Textauszug:
_ _ _ _

Im Zusammenhang mit der beschriebenen Wirtschaftspolitik stand auch die fast vollständige Beseitigung privater Urlaubsorganisation bzw. privater Ferienvermietung zugunsten des Feriendienstes des FDGB (Februar 1953: „Aktion Rose").

Im Frühjahr 1953 war die Existenz der jungen DDR in der Tat durch eine ernste Ernährungskrise bedroht.[7] Enteignungen und Bodenreform hatte bereits Mitte der 1940er Jahre zum Verlassen von Höfen geführt. Die Parzellierung nach der Bodenreform und vor allem der Mangel an landwirtschaftlichen Geräten vieler Neubauern machte ein wirtschaftliches Arbeiten kaum möglich. Die Kollektivierungspolitik der SED Anfang der 1950er Jahre sollte zu einer effizienteren Bewirtschaftung und steigenden Erträgen führen. Das eigentliche Ziel der Kollektivierung war aber die Auflösung des selbstständigen Bauernstandes und hier besonders die Zerschlagung der rentableren Großbetriebe.[8] Die Abgabenerhöhungen für Bauern und der Entzug von Lebensmittelkarten sorgten für weiteren Unmut. Im Herbst 1952 wurden zudem sehr unterdurchschnittliche Ernten eingefahren. Mangel an Lebensmitteln war die Folge. Grundnahrungsmittel wurden noch bis 1958 mit Lebensmittelkarten zugeteilt und die Preise der staatlichen Handelsorganisation (HO) lagen deutlich über dem Niveau der Bundesrepublik, so kostete beispielsweise eine Tafel Schokolade im Westen 50 Pfennig, im Osten acht Mark. Den DDR-Bürgern stand nur die halbe Menge an Fleisch und Fett der Vorkriegszeit zur Verfügung. Selbst Gemüse und Obst wurden nicht ausreichend produziert. Vor den Geschäften entstanden lange Schlangen. Das Wohlstandsgefälle zu Westdeutschland vergrößerte sich durch die Mängel der Zentralverwaltungswirtschaft. Da die DDR die Hilfe des Marshallplans nicht hatte annehmen dürfen sowie höhere Reparationen leisten musste, befand sie sich in einer wirtschaftlich schlechteren Ausgangsposition. Auch die Unterstützung der Sowjetunion zur Stabilisierung der DDR reichte nicht aus, die Folgen von Reparationen und Planwirtschaft zu kompensieren.

Das dramatische Anwachsen der ohnehin seit DDR-Staatsgründung konstant großen Abwanderungsbewegung („Abstimmung mit den Füßen“) im ersten Halbjahr 1953 stellte ein ökonomisches wie auch ein soziales Problem dar. Ein weiterer Faktor, der zu einer Belastung der politischen Lage führte, war die hohe Zahl von Strafgefangenen in der DDR.

_ _ _ _

Daten zur Koordinatenbeschriftung
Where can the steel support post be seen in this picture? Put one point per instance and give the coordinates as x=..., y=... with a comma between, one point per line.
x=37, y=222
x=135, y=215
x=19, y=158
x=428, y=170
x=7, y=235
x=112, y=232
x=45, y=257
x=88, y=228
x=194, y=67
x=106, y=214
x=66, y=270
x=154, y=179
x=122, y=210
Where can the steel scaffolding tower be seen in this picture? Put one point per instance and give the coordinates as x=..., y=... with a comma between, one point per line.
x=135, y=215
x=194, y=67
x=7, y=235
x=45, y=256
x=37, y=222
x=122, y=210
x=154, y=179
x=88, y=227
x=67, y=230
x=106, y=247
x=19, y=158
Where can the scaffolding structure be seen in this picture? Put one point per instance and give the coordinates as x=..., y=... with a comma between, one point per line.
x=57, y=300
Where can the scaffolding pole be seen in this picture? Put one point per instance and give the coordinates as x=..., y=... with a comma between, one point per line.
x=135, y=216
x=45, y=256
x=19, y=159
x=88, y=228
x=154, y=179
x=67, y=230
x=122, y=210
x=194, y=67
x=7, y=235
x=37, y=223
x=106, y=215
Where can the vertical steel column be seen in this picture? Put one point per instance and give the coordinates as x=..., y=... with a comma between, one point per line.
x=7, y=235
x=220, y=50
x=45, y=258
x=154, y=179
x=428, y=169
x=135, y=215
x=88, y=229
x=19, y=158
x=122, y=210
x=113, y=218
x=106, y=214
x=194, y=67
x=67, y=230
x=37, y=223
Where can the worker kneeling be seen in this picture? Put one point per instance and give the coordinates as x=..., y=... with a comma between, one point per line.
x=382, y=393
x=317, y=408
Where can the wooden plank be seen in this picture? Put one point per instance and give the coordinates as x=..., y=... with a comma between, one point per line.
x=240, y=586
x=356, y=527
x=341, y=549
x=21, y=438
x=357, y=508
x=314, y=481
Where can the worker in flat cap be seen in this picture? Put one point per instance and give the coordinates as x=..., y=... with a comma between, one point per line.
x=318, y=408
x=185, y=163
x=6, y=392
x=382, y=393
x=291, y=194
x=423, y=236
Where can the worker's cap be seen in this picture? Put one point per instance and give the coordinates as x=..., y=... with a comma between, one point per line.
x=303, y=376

_ _ _ _

Arbeitsanweisung: Kopiere bitte aus dem Text über die Lage der DDR 1953 wortgetreu den Abschnitt, der mit den Worten „Das dramatische Anwachsen“ beginnt und mit „in der DDR.“ endet.

Ergebnis:
Das dramatische Anwachsen der ohnehin seit DDR-Staatsgründung konstant großen Abwanderungsbewegung („Abstimmung mit den Füßen“) im ersten Halbjahr 1953 stellte ein ökonomisches wie auch ein soziales Problem dar. Ein weiterer Faktor, der zu einer Belastung der politischen Lage führte, war die hohe Zahl von Strafgefangenen in der DDR.